### [Input for this task]
━━━━━━━━━━━━━━━━━━━━

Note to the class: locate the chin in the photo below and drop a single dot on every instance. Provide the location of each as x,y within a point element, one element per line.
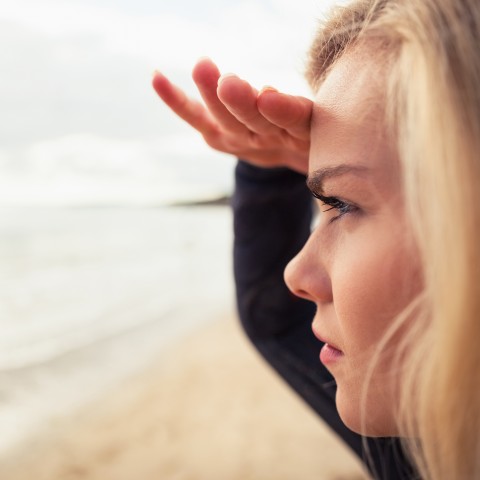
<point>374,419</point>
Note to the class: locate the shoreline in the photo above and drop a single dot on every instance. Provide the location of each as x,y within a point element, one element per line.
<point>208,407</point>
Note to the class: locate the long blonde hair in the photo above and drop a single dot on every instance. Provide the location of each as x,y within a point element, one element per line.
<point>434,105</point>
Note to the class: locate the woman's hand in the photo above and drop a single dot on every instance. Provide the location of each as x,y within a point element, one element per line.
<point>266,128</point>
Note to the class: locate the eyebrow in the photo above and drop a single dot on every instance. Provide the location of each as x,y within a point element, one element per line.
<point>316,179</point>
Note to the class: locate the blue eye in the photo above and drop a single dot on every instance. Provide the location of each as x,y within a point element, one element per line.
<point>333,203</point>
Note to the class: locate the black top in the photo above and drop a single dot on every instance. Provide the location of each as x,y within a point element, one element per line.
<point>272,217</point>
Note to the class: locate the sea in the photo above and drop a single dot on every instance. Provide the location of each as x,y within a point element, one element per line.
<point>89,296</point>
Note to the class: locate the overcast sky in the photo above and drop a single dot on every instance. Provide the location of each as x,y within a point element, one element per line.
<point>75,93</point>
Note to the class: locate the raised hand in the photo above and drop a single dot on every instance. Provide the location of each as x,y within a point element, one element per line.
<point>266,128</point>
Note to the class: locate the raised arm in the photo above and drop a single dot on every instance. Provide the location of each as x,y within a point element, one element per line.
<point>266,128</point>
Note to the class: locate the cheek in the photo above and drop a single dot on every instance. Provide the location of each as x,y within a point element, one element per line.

━━━━━━━━━━━━━━━━━━━━

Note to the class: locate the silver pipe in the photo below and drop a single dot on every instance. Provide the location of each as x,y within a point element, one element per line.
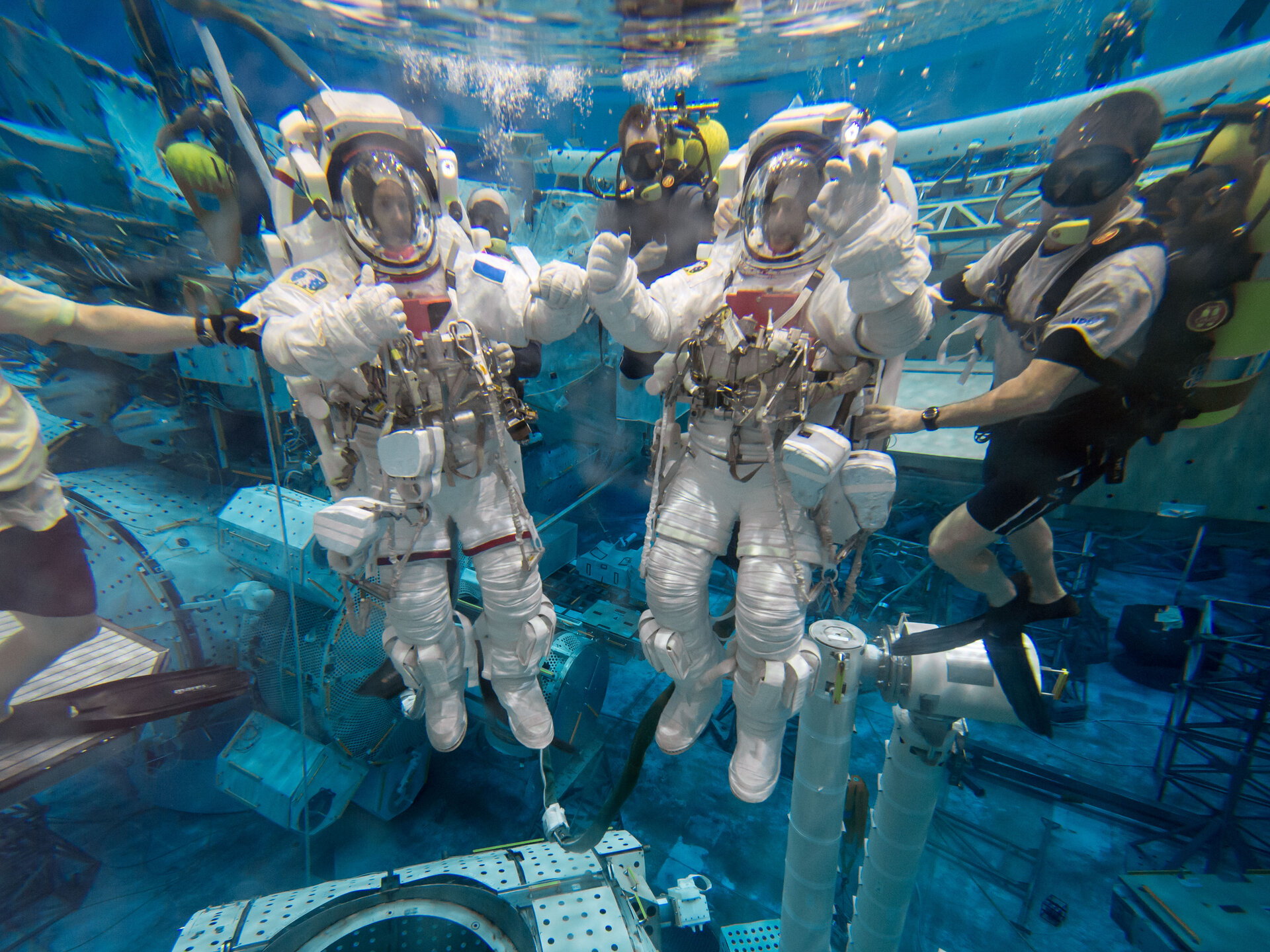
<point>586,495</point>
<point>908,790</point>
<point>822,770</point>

━━━━━━━━━━━━━━━━━━━━

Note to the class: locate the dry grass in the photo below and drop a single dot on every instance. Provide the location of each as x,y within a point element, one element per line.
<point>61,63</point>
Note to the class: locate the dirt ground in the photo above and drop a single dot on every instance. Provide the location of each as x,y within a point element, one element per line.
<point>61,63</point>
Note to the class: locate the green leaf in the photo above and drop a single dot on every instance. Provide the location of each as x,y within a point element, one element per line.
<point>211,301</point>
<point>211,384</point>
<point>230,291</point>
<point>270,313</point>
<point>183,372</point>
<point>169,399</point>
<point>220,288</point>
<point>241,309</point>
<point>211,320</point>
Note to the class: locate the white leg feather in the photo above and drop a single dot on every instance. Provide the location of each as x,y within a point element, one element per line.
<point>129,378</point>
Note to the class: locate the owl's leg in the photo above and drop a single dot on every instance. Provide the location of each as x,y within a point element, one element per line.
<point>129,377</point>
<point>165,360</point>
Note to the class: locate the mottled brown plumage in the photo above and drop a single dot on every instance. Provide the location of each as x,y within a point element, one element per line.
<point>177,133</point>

━━━━━━━━━━━━━━━━━━━━

### [Your goal]
Can you copy the records word for word, starting with the line that contains "Note to the class: locate the woman's" and stopping after the line that contains "<point>333,203</point>"?

### [Output of the exercise]
Note to the class: locate the woman's hand in the photo above and drop a single dot on every instance. Provide the location of each as x,y within a point element, one element per line.
<point>266,128</point>
Note to the class: locate the eyebrow in the photo above and drop a single dot on every instance. Provide the location of each as x,y within a point element, one element per line.
<point>316,179</point>
Note to the class: locate the blue eye in the photo above and drop a single dot on every instance. Provide the location of each as x,y within a point element, one element per line.
<point>333,203</point>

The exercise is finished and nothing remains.